** Start Materials provided **
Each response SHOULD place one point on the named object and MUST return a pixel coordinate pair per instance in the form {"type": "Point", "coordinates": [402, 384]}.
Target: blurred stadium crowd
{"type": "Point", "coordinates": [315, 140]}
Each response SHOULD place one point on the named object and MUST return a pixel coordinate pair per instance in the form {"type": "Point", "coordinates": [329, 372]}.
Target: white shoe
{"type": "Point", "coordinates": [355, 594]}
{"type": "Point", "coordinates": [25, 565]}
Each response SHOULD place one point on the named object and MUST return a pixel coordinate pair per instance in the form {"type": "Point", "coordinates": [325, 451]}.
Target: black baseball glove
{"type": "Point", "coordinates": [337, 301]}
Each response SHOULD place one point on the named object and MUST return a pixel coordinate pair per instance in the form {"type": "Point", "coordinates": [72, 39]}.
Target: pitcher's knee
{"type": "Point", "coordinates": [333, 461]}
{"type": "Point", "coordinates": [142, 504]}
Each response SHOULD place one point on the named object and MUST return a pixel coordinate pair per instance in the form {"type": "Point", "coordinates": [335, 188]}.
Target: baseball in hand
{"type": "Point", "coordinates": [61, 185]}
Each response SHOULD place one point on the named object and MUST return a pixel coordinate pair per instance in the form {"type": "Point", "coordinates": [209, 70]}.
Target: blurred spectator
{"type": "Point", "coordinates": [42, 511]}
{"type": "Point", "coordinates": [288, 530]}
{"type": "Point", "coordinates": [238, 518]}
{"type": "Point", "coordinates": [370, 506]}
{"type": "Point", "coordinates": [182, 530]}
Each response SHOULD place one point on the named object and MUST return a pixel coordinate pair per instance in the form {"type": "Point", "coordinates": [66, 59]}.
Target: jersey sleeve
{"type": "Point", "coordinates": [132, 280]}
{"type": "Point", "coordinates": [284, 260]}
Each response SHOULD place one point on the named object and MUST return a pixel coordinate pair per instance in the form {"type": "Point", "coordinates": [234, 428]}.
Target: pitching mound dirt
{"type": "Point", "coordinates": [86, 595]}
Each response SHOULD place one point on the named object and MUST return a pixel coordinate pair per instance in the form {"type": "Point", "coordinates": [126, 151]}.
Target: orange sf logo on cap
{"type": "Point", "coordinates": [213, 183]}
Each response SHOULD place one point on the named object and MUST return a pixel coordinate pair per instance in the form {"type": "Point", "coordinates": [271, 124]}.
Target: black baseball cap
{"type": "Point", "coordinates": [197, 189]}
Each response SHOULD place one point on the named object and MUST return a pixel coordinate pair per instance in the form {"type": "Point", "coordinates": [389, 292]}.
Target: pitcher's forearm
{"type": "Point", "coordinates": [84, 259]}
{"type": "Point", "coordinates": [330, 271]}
** End Materials provided **
# What you will do:
Write the material out again word for word.

# Expected answer:
Each response SHOULD place one point on the named object and MUST return a pixel coordinate pair per instance in the form {"type": "Point", "coordinates": [402, 384]}.
Target: blurred stadium crowd
{"type": "Point", "coordinates": [315, 140]}
Each response SHOULD place one point on the named object and MUST return a pixel coordinate pair per instance in the form {"type": "Point", "coordinates": [329, 372]}.
Target: white shoe
{"type": "Point", "coordinates": [355, 594]}
{"type": "Point", "coordinates": [25, 565]}
Each response SHOULD place one point on the named object and MUST return a pixel coordinate pair per instance in the form {"type": "Point", "coordinates": [325, 451]}.
Target: black baseball glove
{"type": "Point", "coordinates": [337, 301]}
Each response SHOULD place one point on the named object and MUST return a pixel coordinate pair per instance in the form {"type": "Point", "coordinates": [72, 39]}.
Target: pitcher's knee
{"type": "Point", "coordinates": [333, 461]}
{"type": "Point", "coordinates": [142, 504]}
Each response SHOULD place one point on the named object and MUST return a pixel coordinate pair per instance in the form {"type": "Point", "coordinates": [335, 188]}.
Target: baseball in hand
{"type": "Point", "coordinates": [61, 185]}
Each response SHOULD place one point on the named object and MUST return a pixel coordinate pair per instance in the form {"type": "Point", "coordinates": [209, 70]}.
Target: blurred spectator
{"type": "Point", "coordinates": [42, 511]}
{"type": "Point", "coordinates": [288, 530]}
{"type": "Point", "coordinates": [238, 518]}
{"type": "Point", "coordinates": [370, 506]}
{"type": "Point", "coordinates": [182, 530]}
Each response SHOULD place one point on the named object and MUST return a pixel coordinate pair per instance in the form {"type": "Point", "coordinates": [66, 59]}.
Target: jersey sleeve
{"type": "Point", "coordinates": [132, 280]}
{"type": "Point", "coordinates": [284, 260]}
Each response SHOULD place one point on the named object and MUST return a pixel coordinate pair per instance in the form {"type": "Point", "coordinates": [234, 428]}.
Target: pitching mound dirt
{"type": "Point", "coordinates": [86, 595]}
Each response SHOULD place one point on the named object and MUST return a pixel coordinate pair per instance in the form {"type": "Point", "coordinates": [126, 151]}.
Target: orange sf logo on cap
{"type": "Point", "coordinates": [213, 183]}
Each response SHOULD place one point on the named object and MUST return a pixel coordinate pair per instance in the form {"type": "Point", "coordinates": [271, 124]}.
Target: black baseball cap
{"type": "Point", "coordinates": [197, 189]}
Each response SHOULD place one point on the named object and MUST return a pixel coordinate pair per instance in the form {"type": "Point", "coordinates": [389, 292]}.
Target: pitcher's forearm
{"type": "Point", "coordinates": [84, 259]}
{"type": "Point", "coordinates": [330, 271]}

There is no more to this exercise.